## Given exercise
Switch every "Reply" in the records below to "Respond", and reproduce all the records with everything else unchanged.

------

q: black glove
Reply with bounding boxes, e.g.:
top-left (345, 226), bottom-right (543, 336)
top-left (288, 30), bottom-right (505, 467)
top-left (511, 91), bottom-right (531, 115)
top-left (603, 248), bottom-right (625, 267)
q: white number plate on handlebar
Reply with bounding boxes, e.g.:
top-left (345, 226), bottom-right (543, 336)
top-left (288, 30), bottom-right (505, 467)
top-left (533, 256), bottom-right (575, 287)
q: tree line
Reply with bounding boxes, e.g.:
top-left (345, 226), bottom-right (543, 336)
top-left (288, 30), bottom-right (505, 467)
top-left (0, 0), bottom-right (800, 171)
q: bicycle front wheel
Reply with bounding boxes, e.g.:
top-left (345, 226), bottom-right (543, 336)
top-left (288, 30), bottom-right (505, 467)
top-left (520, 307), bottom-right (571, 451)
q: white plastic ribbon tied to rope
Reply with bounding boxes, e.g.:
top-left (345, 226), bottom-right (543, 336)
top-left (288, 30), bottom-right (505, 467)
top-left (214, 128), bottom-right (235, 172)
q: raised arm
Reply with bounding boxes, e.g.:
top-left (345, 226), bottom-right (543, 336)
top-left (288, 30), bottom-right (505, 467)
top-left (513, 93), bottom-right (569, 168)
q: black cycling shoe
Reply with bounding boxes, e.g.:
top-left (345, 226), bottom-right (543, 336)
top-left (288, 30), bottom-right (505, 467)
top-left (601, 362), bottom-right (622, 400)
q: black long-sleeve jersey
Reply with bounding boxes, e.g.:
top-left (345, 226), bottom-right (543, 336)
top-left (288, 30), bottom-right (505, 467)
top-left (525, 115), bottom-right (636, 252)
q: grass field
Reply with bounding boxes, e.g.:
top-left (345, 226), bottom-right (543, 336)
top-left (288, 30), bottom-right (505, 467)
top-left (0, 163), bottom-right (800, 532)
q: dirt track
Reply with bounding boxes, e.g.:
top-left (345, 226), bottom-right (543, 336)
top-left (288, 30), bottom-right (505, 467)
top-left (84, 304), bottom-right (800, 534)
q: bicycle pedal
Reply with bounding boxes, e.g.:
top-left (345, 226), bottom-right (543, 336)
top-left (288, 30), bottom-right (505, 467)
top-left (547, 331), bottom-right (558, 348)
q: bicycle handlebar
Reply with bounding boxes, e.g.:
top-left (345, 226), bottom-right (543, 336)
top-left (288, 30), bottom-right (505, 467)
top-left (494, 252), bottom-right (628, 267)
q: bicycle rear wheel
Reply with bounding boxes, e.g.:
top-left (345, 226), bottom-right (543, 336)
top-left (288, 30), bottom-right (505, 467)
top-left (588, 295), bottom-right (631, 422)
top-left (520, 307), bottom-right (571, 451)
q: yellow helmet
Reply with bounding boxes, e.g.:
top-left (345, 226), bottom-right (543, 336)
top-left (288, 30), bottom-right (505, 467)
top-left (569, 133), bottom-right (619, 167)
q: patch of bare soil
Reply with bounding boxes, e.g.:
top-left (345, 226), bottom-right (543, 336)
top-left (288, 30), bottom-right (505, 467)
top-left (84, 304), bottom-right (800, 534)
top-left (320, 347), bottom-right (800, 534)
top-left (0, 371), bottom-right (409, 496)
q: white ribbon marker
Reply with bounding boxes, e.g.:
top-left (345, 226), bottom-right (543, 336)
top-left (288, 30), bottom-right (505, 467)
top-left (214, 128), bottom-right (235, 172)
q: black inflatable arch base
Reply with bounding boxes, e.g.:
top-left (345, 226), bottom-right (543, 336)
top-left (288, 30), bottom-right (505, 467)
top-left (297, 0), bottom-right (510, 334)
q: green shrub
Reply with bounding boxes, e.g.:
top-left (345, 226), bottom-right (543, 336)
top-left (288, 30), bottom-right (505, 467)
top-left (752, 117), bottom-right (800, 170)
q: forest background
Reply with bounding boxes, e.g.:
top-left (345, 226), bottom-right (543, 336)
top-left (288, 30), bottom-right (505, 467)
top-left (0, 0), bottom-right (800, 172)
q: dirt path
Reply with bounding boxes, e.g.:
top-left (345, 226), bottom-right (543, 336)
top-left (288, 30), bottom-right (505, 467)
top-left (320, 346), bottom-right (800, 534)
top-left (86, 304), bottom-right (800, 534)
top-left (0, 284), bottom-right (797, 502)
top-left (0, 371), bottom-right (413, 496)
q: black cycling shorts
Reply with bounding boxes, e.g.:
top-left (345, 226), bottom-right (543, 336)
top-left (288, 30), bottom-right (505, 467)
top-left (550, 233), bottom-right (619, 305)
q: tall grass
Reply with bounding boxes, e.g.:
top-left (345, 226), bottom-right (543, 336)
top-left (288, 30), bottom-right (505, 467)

------

## Response
q: black glove
Respond with bounding boxes, e.g.:
top-left (345, 226), bottom-right (543, 336)
top-left (288, 30), bottom-right (505, 467)
top-left (511, 91), bottom-right (531, 115)
top-left (603, 248), bottom-right (625, 267)
q: white number plate on handlebar
Respond with bounding boxes, e.g.:
top-left (345, 226), bottom-right (543, 336)
top-left (288, 30), bottom-right (505, 467)
top-left (533, 256), bottom-right (575, 287)
q: tree line
Respond with bounding boxes, e.g.:
top-left (345, 226), bottom-right (543, 336)
top-left (288, 30), bottom-right (505, 467)
top-left (0, 0), bottom-right (800, 171)
q: bicycle front wheel
Respond with bounding boxes, e.g.:
top-left (345, 226), bottom-right (543, 336)
top-left (288, 30), bottom-right (505, 467)
top-left (520, 307), bottom-right (571, 451)
q: white plastic ribbon tied to rope
Respond with bounding boxes, e.g.:
top-left (345, 226), bottom-right (543, 336)
top-left (288, 30), bottom-right (505, 467)
top-left (214, 128), bottom-right (235, 172)
q: raised arm
Respond with bounding boxes, e.g.:
top-left (345, 226), bottom-right (543, 336)
top-left (288, 30), bottom-right (505, 467)
top-left (513, 93), bottom-right (569, 168)
q: black cycling shoe
Respond with bounding boxes, e.g.:
top-left (345, 226), bottom-right (543, 336)
top-left (288, 30), bottom-right (505, 467)
top-left (601, 362), bottom-right (622, 400)
q: black long-sleeve jersey
Respond with bounding boxes, e.g.:
top-left (345, 226), bottom-right (543, 336)
top-left (288, 30), bottom-right (505, 467)
top-left (525, 115), bottom-right (636, 252)
q: grass field
Respond with bounding boxes, e.g.:
top-left (345, 226), bottom-right (543, 336)
top-left (288, 30), bottom-right (505, 467)
top-left (0, 163), bottom-right (800, 532)
q: dirt track
Respond with bounding boxes, e.g.:
top-left (345, 226), bottom-right (543, 336)
top-left (288, 30), bottom-right (505, 467)
top-left (84, 304), bottom-right (800, 534)
q: bicycle pedal
Respond with bounding boxes, e.g.:
top-left (345, 226), bottom-right (543, 336)
top-left (288, 30), bottom-right (505, 467)
top-left (547, 331), bottom-right (558, 348)
q: bicycle handlebar
Respond with bounding boxes, e.g.:
top-left (345, 226), bottom-right (543, 336)
top-left (288, 30), bottom-right (505, 467)
top-left (494, 252), bottom-right (628, 267)
q: bicycle rear wheel
Respond with bounding boxes, e.g.:
top-left (345, 226), bottom-right (543, 336)
top-left (288, 30), bottom-right (505, 467)
top-left (588, 295), bottom-right (631, 422)
top-left (520, 307), bottom-right (571, 451)
q: yellow helmet
Respond with bounding boxes, e.g.:
top-left (345, 226), bottom-right (543, 336)
top-left (288, 30), bottom-right (505, 467)
top-left (569, 133), bottom-right (619, 167)
q: patch of bare soil
Respond with bounding boxes, e.g.:
top-left (345, 226), bottom-right (543, 336)
top-left (288, 30), bottom-right (505, 467)
top-left (84, 304), bottom-right (800, 534)
top-left (320, 347), bottom-right (800, 534)
top-left (0, 371), bottom-right (409, 496)
q: white ribbon marker
Respond with bounding boxes, e.g.:
top-left (345, 226), bottom-right (543, 336)
top-left (288, 30), bottom-right (505, 467)
top-left (214, 128), bottom-right (235, 172)
q: black inflatable arch base
Respond with bounding boxes, e.g.:
top-left (345, 226), bottom-right (543, 336)
top-left (288, 30), bottom-right (505, 467)
top-left (297, 0), bottom-right (510, 334)
q: green shrub
Respond with bounding boxes, e.g.:
top-left (345, 226), bottom-right (543, 336)
top-left (288, 30), bottom-right (505, 467)
top-left (752, 117), bottom-right (800, 170)
q: forest background
Respond with bounding boxes, e.g.:
top-left (345, 226), bottom-right (543, 336)
top-left (288, 30), bottom-right (505, 467)
top-left (0, 0), bottom-right (800, 172)
q: dirt path
Respond with bounding boxes, e.g.:
top-left (345, 226), bottom-right (543, 336)
top-left (288, 30), bottom-right (505, 467)
top-left (320, 346), bottom-right (800, 534)
top-left (86, 304), bottom-right (800, 534)
top-left (0, 284), bottom-right (797, 502)
top-left (0, 371), bottom-right (413, 496)
q: black cycling shorts
Respond with bounding boxes, e.g.:
top-left (345, 226), bottom-right (543, 336)
top-left (288, 30), bottom-right (505, 467)
top-left (550, 233), bottom-right (619, 305)
q: tall grass
Respond with bounding boxes, e.g.:
top-left (345, 226), bottom-right (543, 336)
top-left (288, 30), bottom-right (505, 467)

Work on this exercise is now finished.